** START Page excerpt **

Audience Channel Cadence
Internal on-call Slack #incident-response, PagerDuty Initial alert, hourly updates.
Customer Support Slack #support with summary Once per significant change (mitigation applied, issue resolved).
Tenants Email template “Public gallery disruption” (see resources/lang/*/emails.php) Only for SEV-1 or impactful SEV-2 after mitigation.

Document timeline, impact, and mitigation in the incident ticket.

6. Verification & Recovery

After applying mitigation:

  1. Re-run test requests for affected endpoints.
  2. Validate join-token creation/revocation via Filament.
  3. Confirm error rates return to baseline in monitoring/dashboard.
  4. Remove temporary firewall blocks once threat subsides.

7. Post-Incident Actions

  • File RCA within 48 hours including: root cause, detection gaps, follow-up tasks (e.g., enabling synthetic monitors, adding audit fields).
  • Update documentation if new procedures are required (docs/prp/11-public-gallery.md, docs/prp/03-api.md).
  • Schedule backlog items for long-term fixes (e.g., better anomaly alerting, token analytics dashboards).

8. References & Tools

  • Log aggregation: storage/logs/laravel.log (local), Stackdriver/Splunk (staging/prod).
  • Rate limit config: App\Providers\AppServiceProviderRateLimiter::for('tenant-api') and EventPublicController::handleTokenFailure.
  • Token management UI: Filament → Events → Join Tokens.
  • Signed URL generation: app/Http/Controllers/Api/EventPublicController (for tracing download issues).

Keep this document alongside the other deployment runbooks and review quarterly.

** END Page excerpt **
** START Record set **

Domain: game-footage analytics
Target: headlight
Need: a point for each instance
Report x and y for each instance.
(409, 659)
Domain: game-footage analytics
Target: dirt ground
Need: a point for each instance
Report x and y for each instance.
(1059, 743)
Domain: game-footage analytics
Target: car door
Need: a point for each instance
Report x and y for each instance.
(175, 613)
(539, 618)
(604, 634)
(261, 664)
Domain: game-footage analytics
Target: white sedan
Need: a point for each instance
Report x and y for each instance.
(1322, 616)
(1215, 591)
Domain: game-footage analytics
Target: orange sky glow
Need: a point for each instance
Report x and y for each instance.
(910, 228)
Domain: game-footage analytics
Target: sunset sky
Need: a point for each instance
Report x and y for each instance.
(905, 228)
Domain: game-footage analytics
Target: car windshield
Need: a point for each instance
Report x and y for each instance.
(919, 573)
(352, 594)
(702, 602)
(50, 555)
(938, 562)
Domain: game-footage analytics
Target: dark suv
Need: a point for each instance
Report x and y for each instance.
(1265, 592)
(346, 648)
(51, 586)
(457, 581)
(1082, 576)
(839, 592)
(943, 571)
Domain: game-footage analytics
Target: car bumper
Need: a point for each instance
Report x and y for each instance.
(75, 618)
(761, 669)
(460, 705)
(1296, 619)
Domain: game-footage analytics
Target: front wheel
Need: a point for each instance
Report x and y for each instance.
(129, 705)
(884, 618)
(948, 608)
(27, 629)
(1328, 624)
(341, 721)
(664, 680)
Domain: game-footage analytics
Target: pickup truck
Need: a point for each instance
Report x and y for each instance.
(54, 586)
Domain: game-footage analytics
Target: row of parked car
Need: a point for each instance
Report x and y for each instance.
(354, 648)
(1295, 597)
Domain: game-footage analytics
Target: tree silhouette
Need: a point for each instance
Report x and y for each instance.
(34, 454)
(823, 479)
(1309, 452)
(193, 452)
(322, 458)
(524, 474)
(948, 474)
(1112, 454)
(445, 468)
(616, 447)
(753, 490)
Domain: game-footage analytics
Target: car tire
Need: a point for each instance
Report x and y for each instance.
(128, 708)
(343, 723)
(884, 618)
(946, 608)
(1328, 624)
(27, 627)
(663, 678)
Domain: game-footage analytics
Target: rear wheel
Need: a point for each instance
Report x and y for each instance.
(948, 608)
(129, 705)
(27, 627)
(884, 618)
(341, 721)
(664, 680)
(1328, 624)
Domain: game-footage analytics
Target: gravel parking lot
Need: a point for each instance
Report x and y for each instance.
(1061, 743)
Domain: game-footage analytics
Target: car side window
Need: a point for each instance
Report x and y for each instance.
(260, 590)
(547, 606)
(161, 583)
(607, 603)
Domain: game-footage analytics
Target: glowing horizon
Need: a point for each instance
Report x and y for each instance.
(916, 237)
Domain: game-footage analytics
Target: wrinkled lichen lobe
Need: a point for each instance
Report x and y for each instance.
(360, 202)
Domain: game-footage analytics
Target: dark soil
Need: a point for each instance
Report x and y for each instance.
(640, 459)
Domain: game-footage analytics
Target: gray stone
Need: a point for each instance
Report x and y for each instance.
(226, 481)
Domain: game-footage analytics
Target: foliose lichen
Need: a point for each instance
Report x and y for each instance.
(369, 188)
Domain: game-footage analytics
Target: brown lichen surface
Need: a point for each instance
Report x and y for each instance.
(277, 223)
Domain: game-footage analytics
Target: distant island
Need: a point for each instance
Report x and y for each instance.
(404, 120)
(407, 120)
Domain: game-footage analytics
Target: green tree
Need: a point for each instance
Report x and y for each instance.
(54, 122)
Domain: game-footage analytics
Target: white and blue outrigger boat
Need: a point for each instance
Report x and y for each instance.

** END Record set **

### Problems to solve
**1.** Answer these questions using the incident runbook excerpt.
(a) Which Slack channel is used to reach the internal on-call audience?
(b) Within how many hours must the RCA be filed?
(c) How often should this document be reviewed?
**2.** Transcribe the stretch of the incident runbook excerpt from "Customer Support Slack" through "for affected endpoints." word for word.

### Per-task answers
**1.**
(a) #incident-response
(b) 48 hours
(c) Quarterly

**2.**
Customer Support Slack #support with summary Once per significant change (mitigation applied, issue resolved).
Tenants Email template “Public gallery disruption” (see resources/lang/*/emails.php) Only for SEV-1 or impactful SEV-2 after mitigation.

Document timeline, impact, and mitigation in the incident ticket.

6. Verification & Recovery

After applying mitigation:

  1. Re-run test requests for affected endpoints.